Supplied text.
Office workers review tornado plans
Emergency Management Jun 23, 2023

Tornado Preparedness for Business: Plan, Practice, Communicate

Tornadoes are dangerous and in some cases very common, and you can’t leave your employees hanging in the wind. Here’s how to make sure your business and people can stay safe during a tornado.  

Tornado Communication Templates
Keep your people safe, informed, and connected during every phase of a tornado.

In 2011 a massive outbreak of tornadoes descended upon a huge swath of the United States, from Texas all the way to southern Canada. At least 360 tornadoes were confirmed in only four days and quickly turned out to be the costliest and deadliest tornado outbreak in history.

On The Employee Safety Podcast, host Peter Steinfeld asks guest and National Weather Service meteorologist John de Block if the 2011 outbreak was a “once in 100 or 500 years” event. Unfortunately, John said, such extreme tornado events happen every 35-40 years, meaning that people and businesses should actively prepare for similar events in the future. Already tornadoes have caused significant damage in 2023, the first quarter of which saw a record number of tornadoes, heralding a potentially active tornado season. There’s no better time to prepare than now.

Tornadoes may be unpredictable, but your response doesn’t have to be. With a tornado preparedness plan and early tornado drills, your employees will know how to stay safe during a storm and you’ll be able to recover from any damage and return to business as usual in no time. Keep reading to learn how to build your own preparedness plan to protect your people and operations when a tornado happens.

Understanding Risk and Tornado Hazards

One big challenge is that tornadoes can occur with little notice, and risk levels vary depending on the region, working conditions, and facility features (i.e., those with access to a sturdy building, storm cellar, or safe room will experience a tornado differently than those working outdoors).

For businesses in areas at high risk of tornado activity, the first step is to understand the potential risks. Consider the different types of tornado hazards, such as strong winds, flying debris, and downed power lines that can damage property, buildings, and infrastructure. Also, think about how such conditions can affect people both inside and outside of buildings in terms of physical harm or psychological trauma. This kind of information will be important for preparing effective emergency plans tailored to your organization’s unique needs.

Conduct a Risk Assessment

To create an effective tornado preparedness plan, you need to evaluate how at-risk your facility, people, and operations are. Think about where your employees and facilities are located and walk through your entire building and grounds to note any potential hazards or vulnerabilities. Consider things like:

  • Your geographic location and average tornado frequency.

Stated goal. According to the tornado preparedness article, how many tornadoes were confirmed during the 2011 outbreak? These lines are separate material, unconnected to the tornado article.

(Rows from a pointing dataset)
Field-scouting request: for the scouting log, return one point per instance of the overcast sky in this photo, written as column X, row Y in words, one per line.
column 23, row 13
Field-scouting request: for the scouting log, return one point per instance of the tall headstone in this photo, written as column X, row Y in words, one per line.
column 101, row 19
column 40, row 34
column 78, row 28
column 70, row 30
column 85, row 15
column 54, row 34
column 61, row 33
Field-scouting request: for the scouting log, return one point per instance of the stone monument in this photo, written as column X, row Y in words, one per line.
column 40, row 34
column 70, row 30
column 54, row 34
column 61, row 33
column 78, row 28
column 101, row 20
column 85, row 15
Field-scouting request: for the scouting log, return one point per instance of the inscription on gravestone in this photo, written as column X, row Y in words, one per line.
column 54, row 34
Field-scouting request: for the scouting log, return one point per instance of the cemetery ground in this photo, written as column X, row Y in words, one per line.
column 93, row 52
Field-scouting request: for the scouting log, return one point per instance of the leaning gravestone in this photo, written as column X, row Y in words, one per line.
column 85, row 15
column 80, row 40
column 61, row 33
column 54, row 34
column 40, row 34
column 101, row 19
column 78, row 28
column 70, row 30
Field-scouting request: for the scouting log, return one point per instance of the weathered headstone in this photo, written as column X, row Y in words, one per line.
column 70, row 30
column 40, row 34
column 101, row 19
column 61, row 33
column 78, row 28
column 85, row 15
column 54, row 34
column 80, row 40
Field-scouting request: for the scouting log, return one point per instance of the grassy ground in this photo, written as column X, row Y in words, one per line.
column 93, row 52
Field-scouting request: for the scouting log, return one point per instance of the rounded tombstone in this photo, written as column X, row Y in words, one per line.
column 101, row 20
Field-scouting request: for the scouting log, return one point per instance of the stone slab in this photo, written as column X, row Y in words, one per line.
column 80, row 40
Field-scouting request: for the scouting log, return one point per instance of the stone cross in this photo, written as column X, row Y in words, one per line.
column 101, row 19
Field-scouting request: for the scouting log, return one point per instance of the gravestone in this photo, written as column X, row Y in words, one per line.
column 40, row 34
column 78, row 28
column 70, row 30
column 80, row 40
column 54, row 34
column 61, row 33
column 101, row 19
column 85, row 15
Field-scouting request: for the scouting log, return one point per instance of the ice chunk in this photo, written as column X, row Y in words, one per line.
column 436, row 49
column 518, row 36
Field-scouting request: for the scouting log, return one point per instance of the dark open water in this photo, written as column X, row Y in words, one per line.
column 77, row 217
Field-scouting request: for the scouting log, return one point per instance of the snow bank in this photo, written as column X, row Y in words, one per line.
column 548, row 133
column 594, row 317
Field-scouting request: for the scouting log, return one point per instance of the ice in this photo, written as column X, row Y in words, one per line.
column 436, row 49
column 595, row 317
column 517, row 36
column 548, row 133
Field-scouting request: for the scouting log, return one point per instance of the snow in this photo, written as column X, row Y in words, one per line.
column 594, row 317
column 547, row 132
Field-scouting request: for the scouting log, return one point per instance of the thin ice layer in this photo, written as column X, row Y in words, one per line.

Answer to this task. At least 360 tornadoes, confirmed in only four days.